DOCUMENT SECTION:
It is not the judicial province to correct every abuse of legislative taxing power. In the words of Mr. Chief Justice Marshall, "The interest, wisdom, and justice of the representative body, and its relations with its constituents, furnish the only security, where there is no express contract, against unjust and excessive taxation; as well as against unwise legislation generally." Providence Bank v. Billings, 29 U.S. 514, 561, 7 L.Ed. 939; Dane v. Jackson, supra; French v. Barber Asphalt Paving Co., 181 U.S. 324, 21 S.Ct. 625, 45 L.Ed. 879; Cooley, Sec. 67. It is no constitutional defense to a tax that the taxpayer is not directly benefited thereby, or is less benefited than others who pay the same or less tax. Kelly v. Pittsburgh, 104 U.S. 78, 26 L.Ed. 658; Thomas v. Gay, 169 U.S. 264, 280, 18 S.Ct. 340, 42 L.Ed. 740; Houck v. Little River Dist., 239 U.S. 254, 36 S.Ct. 58, 60 L.Ed. 266. For example, "every citizen is bound to pay his proportion of a school tax, although he has no *901 children, or is not a resident, and this applies also to corporations; of a police or fire tax, although he has no buildings or personal property; or of a road tax although he never used the road. In other words, a general tax cannot be dissected to show that, as to certain constituent parts, the taxpayer receives no benefits. So property within the limits of a municipality is subject to local taxation although it derives little or no benefit from the municipal government." Cooley, Sec. 89, p. 214. The fact of living in an organized society carries with it the obligations to contribute to its general welfare, whether or not the recipient of particular benefits. Furthermore, the legislative determination that the property taxed will be benefited by the public improvement for which it is assessed is ordinarily conclusive. Thomas v. Kansas City Southern R. Co., 261 U.S. 481, 43 S.Ct. 440, 67 L.Ed. 758.

But, however great the legislative power of taxation, it is not wholly without constitutional limitations. The due process and equal protection clauses of the Constitution do provide some measure of protection against the abusive exaction of a tax. The test of due process, say the courts, is whether the taxing power exerted by the state bears fiscal relation to protection, opportunities and benefits given by the state. In other words, the query is, what has the state given for which it may ask return. Wisconsin v. J.C. Penny Co., supra. If the tax imposed clearly results in such a flagrant and palpable inequality between the burden imposed and the benefit received that it amounts to an arbitrary taking of property without compensation, it is said to violate the due process guaranty under the Fourteenth Amendment. All of the cases which have affirmed the broad powers of taxation have recognized these limitations, i. e., see Dane v. Jackson, supra; Henderson Bridge Co. v. Henderson City, 173 U.S. 592, 614, 19 S.Ct. 553, 43 L.Ed. 823; Houck v. Little River Dist., supra; Cooley, Sec. 144.

SHORT EXERCISE A: According to the passage on legislative taxing power, what do the courts give as the test of due process?
The passage and the entries that come after it are unrelated to each other.

Entries from a collection:
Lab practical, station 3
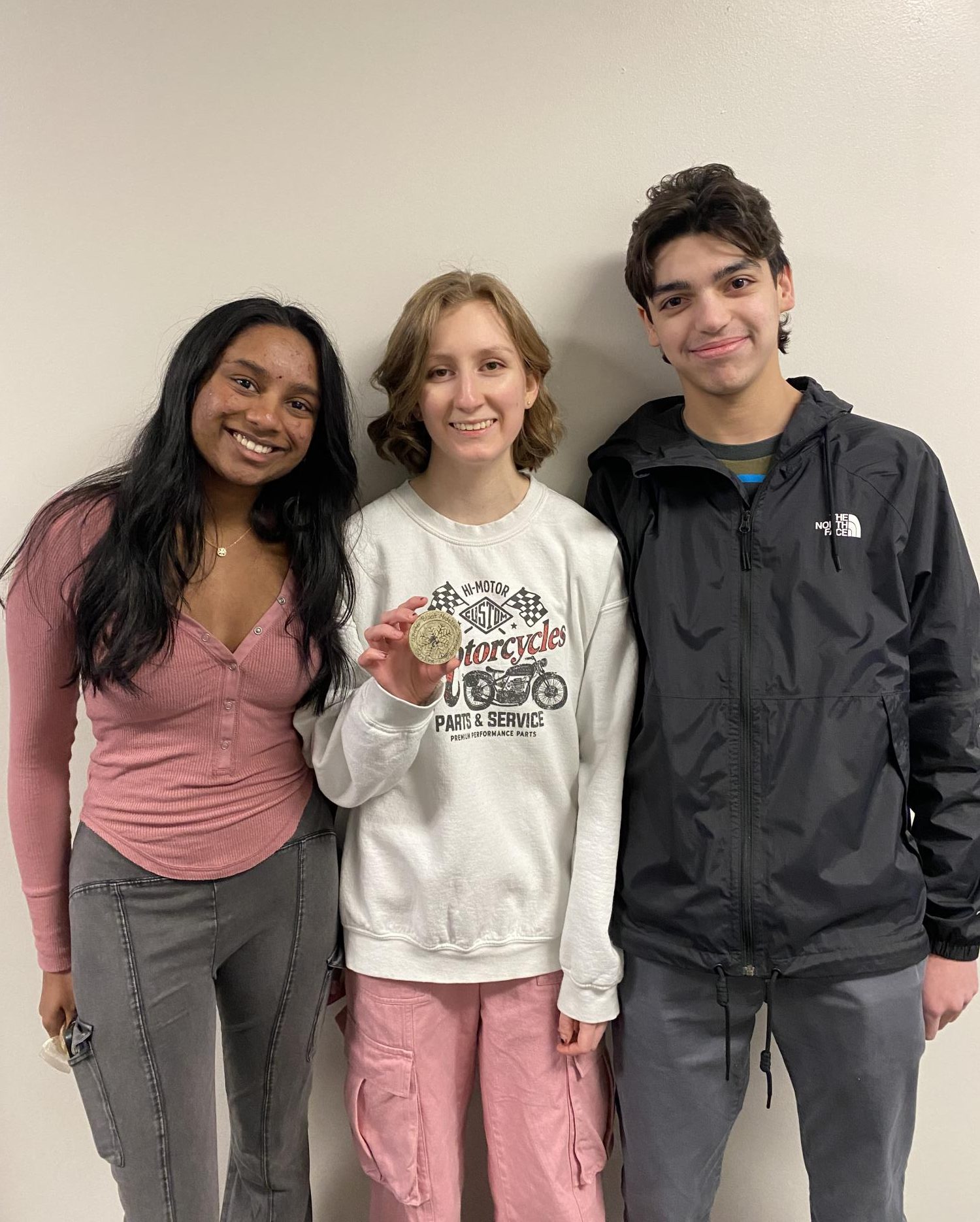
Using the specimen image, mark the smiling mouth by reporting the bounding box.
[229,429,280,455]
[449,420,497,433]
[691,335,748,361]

--

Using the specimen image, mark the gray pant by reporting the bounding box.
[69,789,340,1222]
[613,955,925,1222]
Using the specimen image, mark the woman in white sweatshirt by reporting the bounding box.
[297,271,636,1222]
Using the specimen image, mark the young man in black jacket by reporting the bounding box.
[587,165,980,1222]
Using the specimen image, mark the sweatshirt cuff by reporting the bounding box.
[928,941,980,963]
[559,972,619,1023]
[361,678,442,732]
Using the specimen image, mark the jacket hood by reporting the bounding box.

SHORT EXERCISE B: Rescale the entries from the line that contains "Using the specimen image, mark the woman" down to the line that contains "Using the specimen image, mark the jacket", both included. Reproduce only those lines, requests and all, with every bounding-box coordinate in the answers multiplied by 0.35 and rounded to a whole number, halves rounded up.

PROBLEM SOLUTION A: Whether the taxing power exerted by the state bears fiscal relation to protection, opportunities and benefits given by the state.

PROBLEM SOLUTION B:
Using the specimen image, mark the woman in white sweatshirt by reporting the bounding box.
[104,95,223,428]
Using the specimen image, mark the young man in black jacket by reporting the bounding box.
[205,58,343,428]
Using the specimen image, mark the sweatshirt cuff by reporting the bounding box.
[325,329,343,337]
[196,340,217,358]
[126,237,155,256]
Using the specimen image, mark the jacket hood by reporting the bounding box.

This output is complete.